Are you unclear how to use social media to advance your own career?
Are you worried you’ll appear pushy if you talk up your own achievements?
Do you want to do a better job promoting yourself online?
To learn how to promote a personal brand on digital media, I spoke to Jennifer Holloway, founder of Spark – Personal Branding for Business. She’s just published a second edition of her book Personal Branding For Brits, which includes new chapters on personal branding online and lots more case studies.
Her insights include:
- Why everyone needs a personal brand
- How to make your LinkedIn profile truly distinctive
- The secret to a great social media headshot
- How to getting the most effective recommendations online
- The one mistake business owners should not make on Twitter
And much more! Enjoy.
MIRIAM SHAVIV: Most people don’t think of themselves as ‘brands’. Why is this necessary?
JENNIFER HOLLOWAY: The term ‘brand’ is neither here nor there, it’s more about the act of realising you have things you are known for, and want to be known for, and creating some definition around that. It’s an untapped resource.
MS: Is a ‘personal brand’ something every employee needs to develop, or just people running their own business?

- **Problem set**:
A) List the questions that come before the paragraph introducing Jennifer Holloway in the personal branding article.
B) Print the stretch of the personal branding article from "Are you unclear" through "more case studies.".

- **Point labeling dataset excerpts**:

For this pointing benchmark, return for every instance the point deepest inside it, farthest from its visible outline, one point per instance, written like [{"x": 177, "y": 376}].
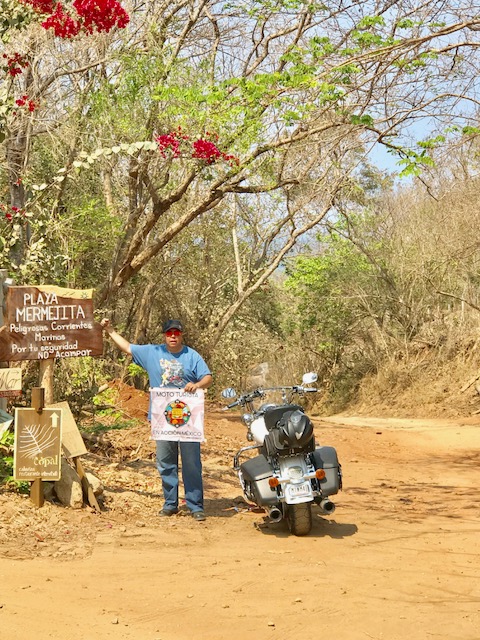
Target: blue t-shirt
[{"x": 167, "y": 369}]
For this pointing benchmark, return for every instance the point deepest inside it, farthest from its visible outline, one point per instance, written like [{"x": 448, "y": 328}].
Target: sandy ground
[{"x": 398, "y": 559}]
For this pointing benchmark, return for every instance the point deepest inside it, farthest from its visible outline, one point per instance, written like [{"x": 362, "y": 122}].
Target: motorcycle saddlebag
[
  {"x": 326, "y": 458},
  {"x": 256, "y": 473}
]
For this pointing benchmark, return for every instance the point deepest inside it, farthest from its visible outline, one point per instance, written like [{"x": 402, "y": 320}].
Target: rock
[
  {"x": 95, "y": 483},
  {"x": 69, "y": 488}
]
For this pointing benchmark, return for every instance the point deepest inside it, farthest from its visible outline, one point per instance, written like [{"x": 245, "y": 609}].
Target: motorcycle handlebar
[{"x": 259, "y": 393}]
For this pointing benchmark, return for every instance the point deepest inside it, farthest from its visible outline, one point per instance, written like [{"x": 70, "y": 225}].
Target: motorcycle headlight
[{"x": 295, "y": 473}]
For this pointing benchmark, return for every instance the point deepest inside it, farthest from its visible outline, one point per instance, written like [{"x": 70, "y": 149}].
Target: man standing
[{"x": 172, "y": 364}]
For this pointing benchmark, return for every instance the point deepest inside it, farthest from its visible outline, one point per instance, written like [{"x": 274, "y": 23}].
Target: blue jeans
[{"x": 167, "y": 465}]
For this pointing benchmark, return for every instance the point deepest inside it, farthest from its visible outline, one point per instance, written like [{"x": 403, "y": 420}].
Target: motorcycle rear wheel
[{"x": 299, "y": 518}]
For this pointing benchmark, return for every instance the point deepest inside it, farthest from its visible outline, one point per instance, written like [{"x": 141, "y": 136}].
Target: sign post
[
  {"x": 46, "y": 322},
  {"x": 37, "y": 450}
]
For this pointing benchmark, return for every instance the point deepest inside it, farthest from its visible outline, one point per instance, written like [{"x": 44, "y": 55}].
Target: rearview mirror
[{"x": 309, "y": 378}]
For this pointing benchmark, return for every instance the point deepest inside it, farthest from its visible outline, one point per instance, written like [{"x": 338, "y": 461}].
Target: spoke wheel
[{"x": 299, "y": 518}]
* * *
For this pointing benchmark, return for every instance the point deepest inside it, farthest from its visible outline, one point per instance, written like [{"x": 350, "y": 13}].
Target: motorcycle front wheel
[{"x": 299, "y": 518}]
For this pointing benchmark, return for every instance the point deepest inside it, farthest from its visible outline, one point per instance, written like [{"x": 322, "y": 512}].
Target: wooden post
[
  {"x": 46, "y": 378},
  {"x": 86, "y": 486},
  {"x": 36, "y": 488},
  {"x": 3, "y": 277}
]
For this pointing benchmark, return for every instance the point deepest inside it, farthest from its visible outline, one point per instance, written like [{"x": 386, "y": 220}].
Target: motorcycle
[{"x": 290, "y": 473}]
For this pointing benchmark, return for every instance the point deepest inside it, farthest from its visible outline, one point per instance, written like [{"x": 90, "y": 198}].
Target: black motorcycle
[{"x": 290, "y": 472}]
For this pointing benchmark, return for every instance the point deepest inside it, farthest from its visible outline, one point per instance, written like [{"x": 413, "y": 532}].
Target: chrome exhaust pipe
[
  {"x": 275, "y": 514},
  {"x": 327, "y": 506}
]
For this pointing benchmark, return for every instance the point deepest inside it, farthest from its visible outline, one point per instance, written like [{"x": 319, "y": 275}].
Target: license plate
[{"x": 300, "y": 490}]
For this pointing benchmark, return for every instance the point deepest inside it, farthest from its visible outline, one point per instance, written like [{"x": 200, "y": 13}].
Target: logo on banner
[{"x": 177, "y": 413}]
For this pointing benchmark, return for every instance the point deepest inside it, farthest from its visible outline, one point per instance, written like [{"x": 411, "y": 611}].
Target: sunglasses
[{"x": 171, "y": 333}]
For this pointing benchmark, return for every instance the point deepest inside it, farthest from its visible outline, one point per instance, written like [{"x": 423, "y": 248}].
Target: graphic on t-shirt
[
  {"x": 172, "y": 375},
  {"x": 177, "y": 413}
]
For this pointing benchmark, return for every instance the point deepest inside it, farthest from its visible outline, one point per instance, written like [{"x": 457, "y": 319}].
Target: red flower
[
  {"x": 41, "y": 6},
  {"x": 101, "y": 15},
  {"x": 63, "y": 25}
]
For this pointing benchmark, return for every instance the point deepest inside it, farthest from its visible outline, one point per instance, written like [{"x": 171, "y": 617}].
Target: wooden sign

- **Answers given**:
A)
- Are you unclear how to use social media to advance your own career?
- Are you worried you’ll appear pushy if you talk up your own achievements?
- Do you want to do a better job promoting yourself online?

B)
Are you unclear how to use social media to advance your own career?
Are you worried you’ll appear pushy if you talk up your own achievements?
Do you want to do a better job promoting yourself online?
To learn how to promote a personal brand on digital media, I spoke to Jennifer Holloway, founder of Spark – Personal Branding for Business. She’s just published a second edition of her book Personal Branding For Brits, which includes new chapters on personal branding online and lots more case studies.